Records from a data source
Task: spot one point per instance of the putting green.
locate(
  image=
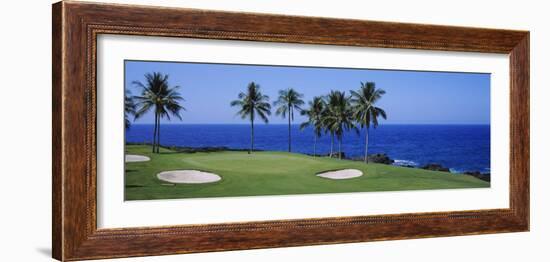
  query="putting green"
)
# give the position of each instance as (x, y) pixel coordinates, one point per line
(274, 173)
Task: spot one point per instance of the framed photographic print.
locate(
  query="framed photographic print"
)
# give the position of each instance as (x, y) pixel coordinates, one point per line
(183, 130)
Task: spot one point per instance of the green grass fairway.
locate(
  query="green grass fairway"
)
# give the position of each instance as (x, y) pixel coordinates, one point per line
(274, 173)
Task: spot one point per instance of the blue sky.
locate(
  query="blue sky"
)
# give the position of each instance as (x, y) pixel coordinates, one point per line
(412, 97)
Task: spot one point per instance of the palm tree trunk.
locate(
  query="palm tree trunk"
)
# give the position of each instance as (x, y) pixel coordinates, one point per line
(314, 144)
(340, 148)
(155, 133)
(158, 136)
(289, 149)
(251, 135)
(331, 143)
(366, 145)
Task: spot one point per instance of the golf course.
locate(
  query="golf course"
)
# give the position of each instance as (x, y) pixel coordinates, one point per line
(273, 173)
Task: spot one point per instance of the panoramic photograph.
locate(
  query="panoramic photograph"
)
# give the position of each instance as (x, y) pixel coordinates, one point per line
(200, 130)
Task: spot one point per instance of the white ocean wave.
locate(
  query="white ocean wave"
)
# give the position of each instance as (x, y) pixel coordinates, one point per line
(401, 162)
(456, 170)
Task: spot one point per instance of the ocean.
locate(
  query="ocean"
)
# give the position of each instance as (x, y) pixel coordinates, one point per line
(458, 147)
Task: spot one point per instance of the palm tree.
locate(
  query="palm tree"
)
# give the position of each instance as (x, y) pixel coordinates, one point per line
(314, 114)
(253, 102)
(129, 108)
(338, 117)
(156, 93)
(288, 101)
(364, 109)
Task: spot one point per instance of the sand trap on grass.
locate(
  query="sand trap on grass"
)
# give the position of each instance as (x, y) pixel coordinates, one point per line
(136, 158)
(341, 174)
(188, 177)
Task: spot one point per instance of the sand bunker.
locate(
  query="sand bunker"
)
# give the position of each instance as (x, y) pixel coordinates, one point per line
(341, 174)
(136, 158)
(188, 177)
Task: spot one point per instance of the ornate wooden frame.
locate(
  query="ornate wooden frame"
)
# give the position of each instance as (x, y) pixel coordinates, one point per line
(75, 28)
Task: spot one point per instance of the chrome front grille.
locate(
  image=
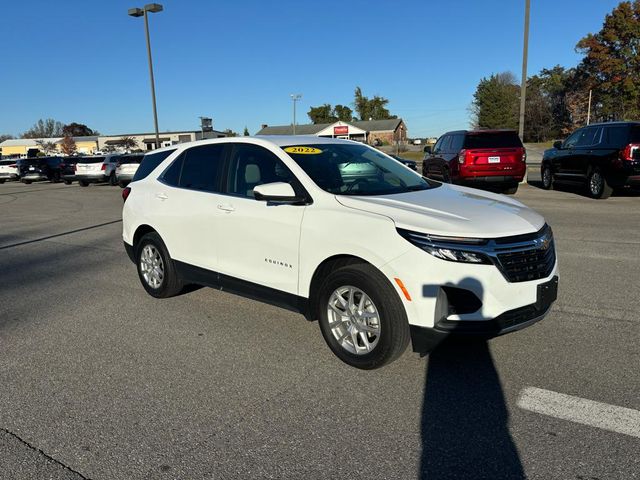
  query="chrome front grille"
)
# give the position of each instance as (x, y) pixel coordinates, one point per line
(520, 258)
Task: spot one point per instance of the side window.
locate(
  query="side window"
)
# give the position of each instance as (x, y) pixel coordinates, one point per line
(149, 163)
(438, 145)
(456, 143)
(171, 175)
(252, 165)
(201, 168)
(588, 137)
(616, 136)
(573, 139)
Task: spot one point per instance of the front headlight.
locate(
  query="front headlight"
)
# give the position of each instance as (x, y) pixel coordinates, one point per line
(451, 249)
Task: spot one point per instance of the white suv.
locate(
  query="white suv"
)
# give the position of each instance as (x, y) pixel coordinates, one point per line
(344, 234)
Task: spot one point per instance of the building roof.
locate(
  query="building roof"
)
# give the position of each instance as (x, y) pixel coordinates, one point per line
(312, 129)
(32, 142)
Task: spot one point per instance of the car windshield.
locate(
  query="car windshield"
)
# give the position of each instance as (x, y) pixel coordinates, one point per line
(354, 169)
(492, 140)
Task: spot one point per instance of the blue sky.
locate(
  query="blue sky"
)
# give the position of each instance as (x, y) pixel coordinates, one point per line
(85, 61)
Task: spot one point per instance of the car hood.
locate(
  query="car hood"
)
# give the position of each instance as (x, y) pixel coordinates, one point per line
(451, 210)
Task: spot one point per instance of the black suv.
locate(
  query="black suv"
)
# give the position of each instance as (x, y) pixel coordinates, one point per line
(602, 156)
(40, 168)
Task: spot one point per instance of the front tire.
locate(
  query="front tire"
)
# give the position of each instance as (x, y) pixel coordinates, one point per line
(156, 268)
(597, 185)
(547, 178)
(362, 318)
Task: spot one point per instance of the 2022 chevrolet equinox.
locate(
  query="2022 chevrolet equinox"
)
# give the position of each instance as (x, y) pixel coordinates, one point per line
(344, 234)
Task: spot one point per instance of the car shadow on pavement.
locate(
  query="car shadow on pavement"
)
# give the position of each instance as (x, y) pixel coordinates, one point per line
(464, 424)
(582, 190)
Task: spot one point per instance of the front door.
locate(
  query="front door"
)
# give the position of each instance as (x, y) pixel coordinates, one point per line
(259, 241)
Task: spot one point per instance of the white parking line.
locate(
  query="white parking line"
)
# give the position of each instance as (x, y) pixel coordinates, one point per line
(580, 410)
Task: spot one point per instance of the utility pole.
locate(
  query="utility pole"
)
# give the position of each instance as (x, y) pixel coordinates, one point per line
(295, 97)
(523, 85)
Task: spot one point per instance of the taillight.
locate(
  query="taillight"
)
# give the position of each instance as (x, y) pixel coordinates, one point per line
(631, 152)
(461, 156)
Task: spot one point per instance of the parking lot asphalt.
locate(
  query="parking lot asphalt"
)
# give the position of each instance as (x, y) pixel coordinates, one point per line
(99, 380)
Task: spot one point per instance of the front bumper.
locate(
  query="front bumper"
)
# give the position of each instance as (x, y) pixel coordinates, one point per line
(424, 340)
(34, 177)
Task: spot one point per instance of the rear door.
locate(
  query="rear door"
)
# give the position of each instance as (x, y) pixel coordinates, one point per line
(585, 153)
(259, 241)
(437, 159)
(91, 166)
(184, 203)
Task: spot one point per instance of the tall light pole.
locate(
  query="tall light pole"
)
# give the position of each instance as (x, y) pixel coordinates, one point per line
(523, 85)
(142, 12)
(295, 97)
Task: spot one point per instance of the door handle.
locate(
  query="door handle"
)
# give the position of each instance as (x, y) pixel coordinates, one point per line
(227, 208)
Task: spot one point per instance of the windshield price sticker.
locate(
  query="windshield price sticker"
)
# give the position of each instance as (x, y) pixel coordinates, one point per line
(303, 150)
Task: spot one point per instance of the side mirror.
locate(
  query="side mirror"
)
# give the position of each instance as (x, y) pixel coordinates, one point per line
(280, 192)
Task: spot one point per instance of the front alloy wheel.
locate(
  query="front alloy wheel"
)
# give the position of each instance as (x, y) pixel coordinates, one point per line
(354, 320)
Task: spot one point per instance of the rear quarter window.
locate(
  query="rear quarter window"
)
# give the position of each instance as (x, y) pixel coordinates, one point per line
(150, 162)
(492, 140)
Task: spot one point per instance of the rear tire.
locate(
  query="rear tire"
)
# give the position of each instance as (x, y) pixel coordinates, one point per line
(156, 269)
(597, 185)
(547, 177)
(371, 329)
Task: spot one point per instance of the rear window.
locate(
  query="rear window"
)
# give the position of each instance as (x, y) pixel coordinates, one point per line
(150, 162)
(91, 160)
(492, 140)
(128, 159)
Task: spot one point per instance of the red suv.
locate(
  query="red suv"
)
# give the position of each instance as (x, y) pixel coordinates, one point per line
(493, 159)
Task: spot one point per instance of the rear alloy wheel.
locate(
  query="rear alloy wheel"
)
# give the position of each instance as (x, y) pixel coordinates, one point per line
(155, 267)
(547, 178)
(598, 186)
(362, 318)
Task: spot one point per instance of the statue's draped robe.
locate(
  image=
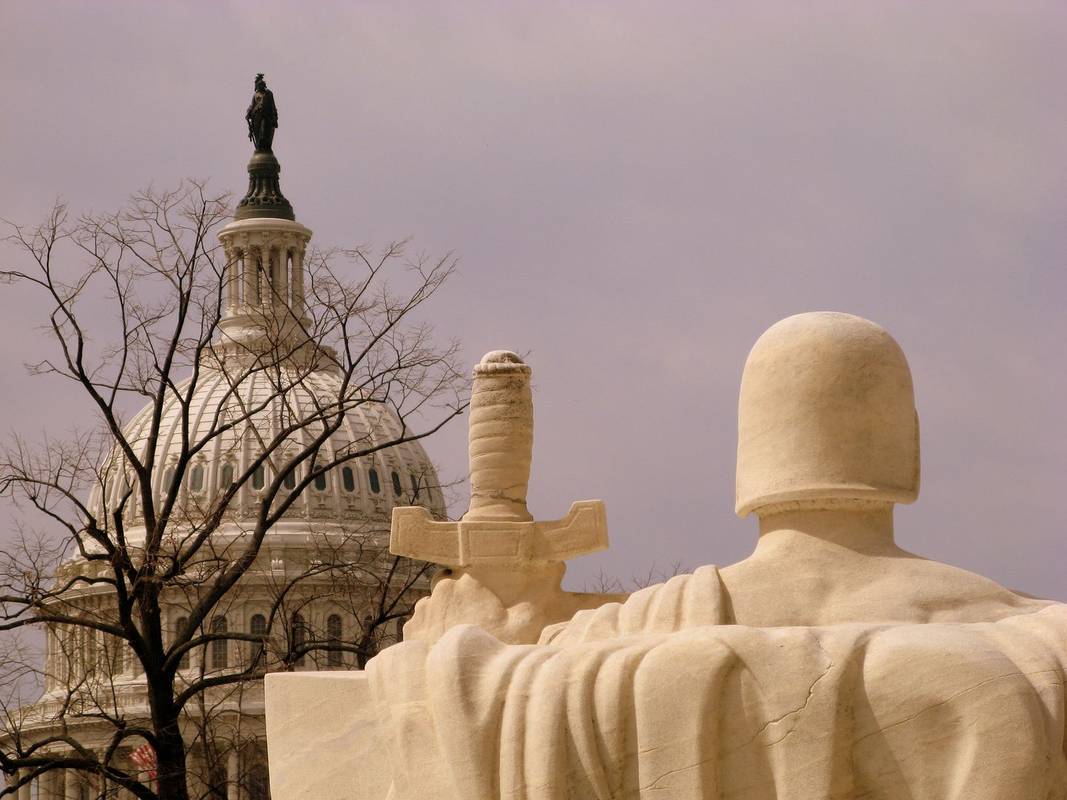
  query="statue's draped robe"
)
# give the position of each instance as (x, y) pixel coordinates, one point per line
(658, 698)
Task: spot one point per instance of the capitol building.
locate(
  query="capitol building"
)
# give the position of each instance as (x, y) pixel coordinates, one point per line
(292, 594)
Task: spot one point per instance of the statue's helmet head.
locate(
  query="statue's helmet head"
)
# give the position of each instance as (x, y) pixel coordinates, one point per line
(827, 416)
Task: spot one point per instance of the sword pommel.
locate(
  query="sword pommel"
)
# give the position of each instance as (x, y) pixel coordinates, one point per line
(500, 438)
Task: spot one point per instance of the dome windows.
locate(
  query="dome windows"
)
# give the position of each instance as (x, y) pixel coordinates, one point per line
(184, 659)
(220, 648)
(334, 654)
(196, 478)
(299, 638)
(257, 627)
(164, 485)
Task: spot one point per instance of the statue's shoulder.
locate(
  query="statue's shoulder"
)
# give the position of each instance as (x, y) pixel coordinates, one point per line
(684, 601)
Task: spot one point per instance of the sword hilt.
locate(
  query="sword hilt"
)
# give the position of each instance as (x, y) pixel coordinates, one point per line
(500, 438)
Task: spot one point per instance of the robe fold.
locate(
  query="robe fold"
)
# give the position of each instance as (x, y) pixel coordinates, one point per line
(656, 698)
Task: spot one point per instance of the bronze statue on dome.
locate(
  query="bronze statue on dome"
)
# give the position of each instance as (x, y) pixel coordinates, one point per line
(261, 116)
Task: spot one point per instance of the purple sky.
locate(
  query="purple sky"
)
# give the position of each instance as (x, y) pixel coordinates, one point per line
(637, 191)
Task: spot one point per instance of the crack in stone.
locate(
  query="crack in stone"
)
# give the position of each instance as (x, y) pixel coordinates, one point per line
(978, 685)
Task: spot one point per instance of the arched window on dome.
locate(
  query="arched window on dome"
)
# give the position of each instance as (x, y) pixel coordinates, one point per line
(164, 484)
(258, 783)
(116, 652)
(226, 476)
(196, 478)
(348, 479)
(299, 638)
(220, 648)
(257, 626)
(334, 630)
(178, 624)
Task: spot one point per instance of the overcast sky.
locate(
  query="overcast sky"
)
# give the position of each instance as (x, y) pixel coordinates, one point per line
(637, 191)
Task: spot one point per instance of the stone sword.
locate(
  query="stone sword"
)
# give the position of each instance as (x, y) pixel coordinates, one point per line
(497, 531)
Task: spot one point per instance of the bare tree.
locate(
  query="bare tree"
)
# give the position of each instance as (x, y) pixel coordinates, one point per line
(120, 524)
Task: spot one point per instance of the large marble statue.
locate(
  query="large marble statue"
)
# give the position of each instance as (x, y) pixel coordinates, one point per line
(828, 665)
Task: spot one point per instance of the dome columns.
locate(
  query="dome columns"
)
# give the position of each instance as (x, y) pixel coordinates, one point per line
(265, 277)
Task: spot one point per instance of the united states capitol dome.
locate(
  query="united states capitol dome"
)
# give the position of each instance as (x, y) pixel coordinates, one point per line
(260, 381)
(359, 492)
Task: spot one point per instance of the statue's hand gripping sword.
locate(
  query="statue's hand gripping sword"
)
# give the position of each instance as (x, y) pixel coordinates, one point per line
(497, 532)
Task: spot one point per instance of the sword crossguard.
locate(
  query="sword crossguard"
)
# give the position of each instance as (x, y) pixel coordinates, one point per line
(491, 543)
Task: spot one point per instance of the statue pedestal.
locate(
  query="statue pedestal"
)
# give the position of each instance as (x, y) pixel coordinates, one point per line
(321, 742)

What you are asked to do:
Each line from the one containing "Task: spot one point per instance of the stone" to the final line of the entries above must be returned exactly, and no other line may appear.

Task result:
Task: spot one point per instance of the stone sword.
locate(
  query="stone sword"
)
# give the position of each instance as (x, y) pixel coordinates, one point per line
(497, 531)
Task: spot one point per instance of the bare tree.
locate(
  query="bare tree"
)
# give the position of each instance as (x, y) pixel coordinates, one point per line
(120, 524)
Task: spot one point per instance of the large marble statue.
locate(
  query="large marble statue"
)
# give the position of each instance as (x, y) pixel coordinates, one point per line
(828, 665)
Task: spot one point per instance of the dome columns.
locate(
  query="dome columns"
)
# give the position of each instance as (x, y) pixel coordinates, one point per line
(265, 277)
Task: spot one point per instance of the united states capitol dome.
locate(
  query="united states capitol dome"
)
# give the position of each instance as (x, y) pixel coordinates, one point per line
(260, 381)
(359, 492)
Task: spot one point per instance of the statue's hand gripping sword.
locate(
  query="statue's hand gripping sword"
)
# give the position of each instance as (x, y) pixel coordinates, one point per line
(497, 532)
Task: spot one point per instance of the sword crossguard.
locate(
  query="sword crossguard"
)
# give the position of each instance as (x, y) pixel coordinates, one point per line
(491, 543)
Task: spot one point per instance of the statue pedestal.
locate(
  query="statue pedestal"
)
# give the position of each instance as (x, y) pixel coordinates, one point per line
(321, 742)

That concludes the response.